◆ DATASET ◆
[Start of Attachment]
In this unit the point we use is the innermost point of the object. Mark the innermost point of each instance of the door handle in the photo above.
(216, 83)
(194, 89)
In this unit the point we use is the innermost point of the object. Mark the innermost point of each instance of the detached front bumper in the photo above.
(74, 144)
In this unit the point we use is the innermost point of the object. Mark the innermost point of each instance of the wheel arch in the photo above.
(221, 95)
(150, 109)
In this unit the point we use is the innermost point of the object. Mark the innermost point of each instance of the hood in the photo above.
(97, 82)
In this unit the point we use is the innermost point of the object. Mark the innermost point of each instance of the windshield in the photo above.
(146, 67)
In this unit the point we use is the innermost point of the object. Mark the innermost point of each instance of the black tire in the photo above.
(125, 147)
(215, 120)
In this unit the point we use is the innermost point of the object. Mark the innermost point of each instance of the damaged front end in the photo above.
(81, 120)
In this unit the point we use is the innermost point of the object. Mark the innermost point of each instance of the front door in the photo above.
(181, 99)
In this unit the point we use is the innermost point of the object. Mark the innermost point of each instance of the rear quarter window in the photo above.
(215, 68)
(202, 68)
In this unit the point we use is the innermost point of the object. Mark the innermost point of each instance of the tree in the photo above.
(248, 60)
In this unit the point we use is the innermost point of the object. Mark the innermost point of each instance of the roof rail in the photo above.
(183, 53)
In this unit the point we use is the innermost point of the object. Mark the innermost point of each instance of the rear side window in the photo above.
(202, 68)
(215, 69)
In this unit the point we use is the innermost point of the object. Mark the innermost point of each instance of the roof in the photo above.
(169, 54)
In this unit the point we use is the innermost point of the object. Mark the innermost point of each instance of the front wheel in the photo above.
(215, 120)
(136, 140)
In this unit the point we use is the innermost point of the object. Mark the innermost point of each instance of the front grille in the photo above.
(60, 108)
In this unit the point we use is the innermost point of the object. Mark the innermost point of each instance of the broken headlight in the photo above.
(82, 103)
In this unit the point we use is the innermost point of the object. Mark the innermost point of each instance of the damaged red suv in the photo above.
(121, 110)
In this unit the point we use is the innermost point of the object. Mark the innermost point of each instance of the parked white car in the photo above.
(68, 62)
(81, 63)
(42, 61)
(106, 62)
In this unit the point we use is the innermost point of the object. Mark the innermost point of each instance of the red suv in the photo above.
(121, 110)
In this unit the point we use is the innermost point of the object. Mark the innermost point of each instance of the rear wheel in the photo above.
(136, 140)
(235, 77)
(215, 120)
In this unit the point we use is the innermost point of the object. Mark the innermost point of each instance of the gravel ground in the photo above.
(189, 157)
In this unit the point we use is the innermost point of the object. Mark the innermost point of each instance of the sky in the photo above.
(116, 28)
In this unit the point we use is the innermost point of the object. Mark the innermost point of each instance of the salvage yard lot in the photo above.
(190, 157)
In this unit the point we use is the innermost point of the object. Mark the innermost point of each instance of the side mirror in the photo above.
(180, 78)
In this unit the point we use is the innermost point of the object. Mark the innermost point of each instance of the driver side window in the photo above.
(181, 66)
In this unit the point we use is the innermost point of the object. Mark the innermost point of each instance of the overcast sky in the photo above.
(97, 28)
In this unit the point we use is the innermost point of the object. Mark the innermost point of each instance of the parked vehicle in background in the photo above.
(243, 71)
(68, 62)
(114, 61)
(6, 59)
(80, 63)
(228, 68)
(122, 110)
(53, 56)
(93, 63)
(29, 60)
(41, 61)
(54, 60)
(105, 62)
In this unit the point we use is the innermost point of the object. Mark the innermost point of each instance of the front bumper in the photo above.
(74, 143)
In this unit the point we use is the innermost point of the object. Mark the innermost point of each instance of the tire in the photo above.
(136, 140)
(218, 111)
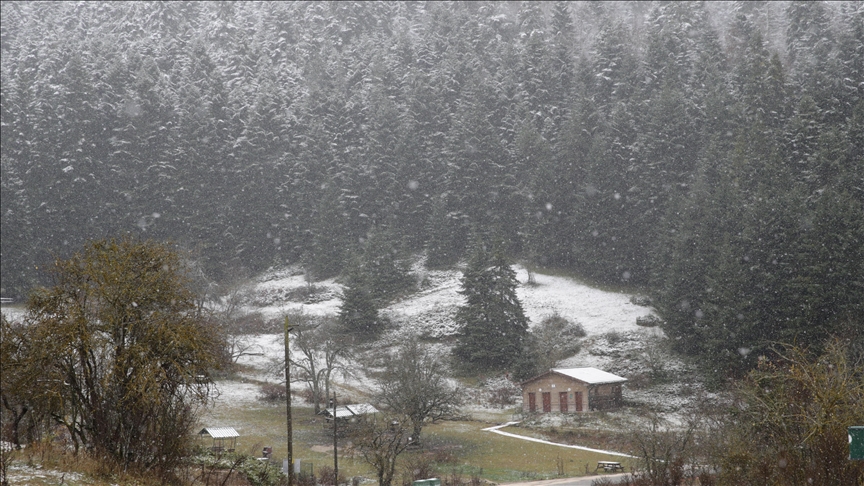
[End of Attachment]
◆ EXERCISE GOAL ◆
Transcribe exactly the lines from the one holding "the front bumper in the photo above." through the final line of the material above, both ends included; any pictures should be dropped.

◆ RESPONSE TO THIS TASK ◆
In this unit the point we use is the innermost point of the object. Mark the innermost point of each instance of the front bumper in the photo above.
(74, 143)
In this unit the point we use is the innermost point of the object. Mark the innermost point of each instance of the tire in the photo above.
(136, 140)
(218, 111)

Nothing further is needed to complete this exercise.